Exercise aim:
Pick up the passage on the English gravy joke at the point where it stops and continue it.

In the Xenophobe's guide to the English, page 54, under the heading Sense of Humour, the authors, Antony Miall and David Milsted, state that:
English humour is as much about recognition as it is about their ability to laugh at themselves, for example: 'I thought my mother was a rotten cook, but at least her gravy used to move about a bit.'
I am not certain I get the joke. Does 'move about' have two 'opposite' meanings on which the joke plays?
Googling the joke, I got a reference to another book, Smoking in Bed: Conversations with Bruce Robinson, which reads:
Growing up through the radio age you had Ray Galton and Alan Simpson's brilliant dialogues for Tony Hancock. Lines like 'I thought my mother was a rotten cook, but at least her gravy used to move about' are indelible in my mind.
Best Answer
The style of joke is formulaic, relying on comparison; you thought some other thing was bad , but at least it isn't [bad in the way this thing is]. By comparison, other bad things seem less bad.
The quoted joke has been removed from context, but the formula tells us that the speaker's mother is being contrasted with some other, previously referred to person, whose cooking is execrable.

Material provided:
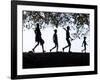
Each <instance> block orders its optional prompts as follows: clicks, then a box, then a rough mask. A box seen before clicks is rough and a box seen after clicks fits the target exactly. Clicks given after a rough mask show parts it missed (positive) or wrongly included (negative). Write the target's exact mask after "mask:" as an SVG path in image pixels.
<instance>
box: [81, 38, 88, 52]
mask: <svg viewBox="0 0 100 80" xmlns="http://www.w3.org/2000/svg"><path fill="white" fill-rule="evenodd" d="M83 45H84V49H83V50H82V52H83V51H85V53H86V45H88V44H87V43H86V37H84V40H83V43H82V47H83Z"/></svg>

Response for this exercise:
The quote in question, although no reference has carried forward into your snippet, comes from a Radio, and later TV, sit-com called 'Hancock's Half Hour', in this instance Series 5, Episode 14.
The surrounding lines are
Part of the joke here also relies on the audience's foreknowledge of the characters and actors who play them. Hattie is played by Hattie Jacques, a a comedy actress, large by standards of the day.
So there isn't any particular joke about the gravy, other than speaker's mother makes bad gravy, but at least it's runny. 'Moves about' just meaning 'is not completely solid, as Hattie's becomes on the plate.
I might take issue with the idea that this is 'about their ability to laugh at themselves,' Tony is clearly laughing both at his mother and the unfortunate Hattie.